REQUEST:
Could you format the rows below as a JSON list of strings, with one string per line and blank lines dropped, beginning at the line that has "on the tree" and stopping after the line that has "point(288, 290)"? Leave the pictures out.

────────────────────────────────────────

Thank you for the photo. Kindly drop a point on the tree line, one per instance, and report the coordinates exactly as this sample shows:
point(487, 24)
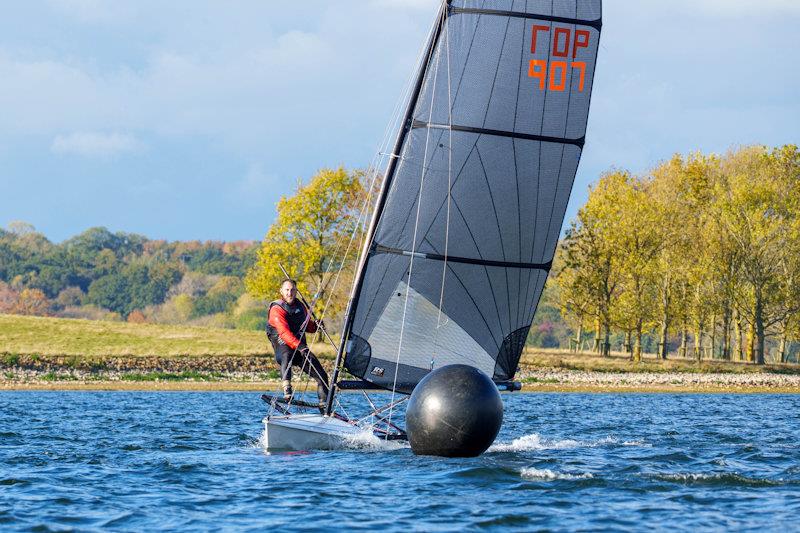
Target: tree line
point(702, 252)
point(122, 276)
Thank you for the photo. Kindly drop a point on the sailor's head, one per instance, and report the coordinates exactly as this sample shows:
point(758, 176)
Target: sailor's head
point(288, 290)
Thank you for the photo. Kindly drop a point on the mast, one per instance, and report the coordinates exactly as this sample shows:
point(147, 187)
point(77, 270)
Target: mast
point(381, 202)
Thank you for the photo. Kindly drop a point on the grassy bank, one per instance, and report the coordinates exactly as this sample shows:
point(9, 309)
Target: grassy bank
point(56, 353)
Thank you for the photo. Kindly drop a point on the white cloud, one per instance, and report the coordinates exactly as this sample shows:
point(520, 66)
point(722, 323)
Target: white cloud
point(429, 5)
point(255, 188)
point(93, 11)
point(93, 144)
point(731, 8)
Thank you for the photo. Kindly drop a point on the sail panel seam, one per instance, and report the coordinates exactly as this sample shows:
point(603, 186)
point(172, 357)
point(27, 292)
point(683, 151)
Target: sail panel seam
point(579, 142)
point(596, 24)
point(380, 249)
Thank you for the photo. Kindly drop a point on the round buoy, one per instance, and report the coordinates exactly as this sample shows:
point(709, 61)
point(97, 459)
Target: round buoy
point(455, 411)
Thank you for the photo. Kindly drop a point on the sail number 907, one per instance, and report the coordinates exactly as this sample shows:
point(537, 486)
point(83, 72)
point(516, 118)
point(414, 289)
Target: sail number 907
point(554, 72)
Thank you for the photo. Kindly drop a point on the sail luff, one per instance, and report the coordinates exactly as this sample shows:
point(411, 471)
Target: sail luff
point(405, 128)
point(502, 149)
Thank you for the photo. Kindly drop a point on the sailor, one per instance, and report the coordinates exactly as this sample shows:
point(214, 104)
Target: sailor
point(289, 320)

────────────────────────────────────────

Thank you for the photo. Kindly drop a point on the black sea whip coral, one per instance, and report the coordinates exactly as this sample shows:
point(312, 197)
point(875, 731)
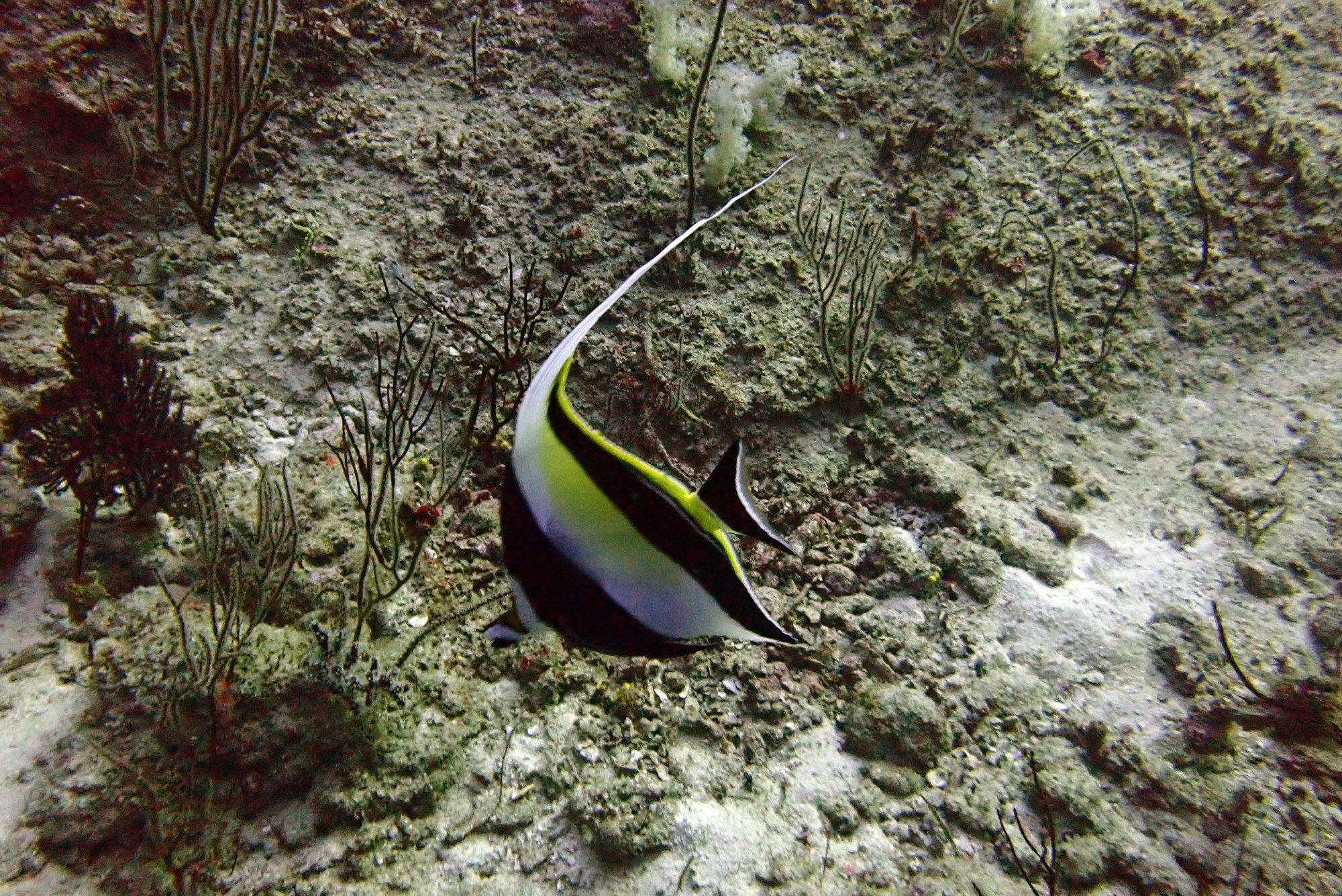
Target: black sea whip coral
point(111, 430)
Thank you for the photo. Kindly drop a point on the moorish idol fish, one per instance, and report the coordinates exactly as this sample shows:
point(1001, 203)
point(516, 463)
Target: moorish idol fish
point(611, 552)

────────────────────────────────────────

CORRECT RESPONSE:
[
  "Thank you for the photo. Kindly drop a point on the tree line, one per instance, and report the coordinates exactly as this sample shows:",
  "point(487, 24)",
  "Target: tree line",
  "point(702, 252)",
  "point(122, 276)",
  "Thank you for the photo. Kindly drop a point on the sailor's head, one per instance, and report the coordinates exactly as this sample shows:",
  "point(758, 176)",
  "Target: sailor's head",
  "point(288, 290)"
]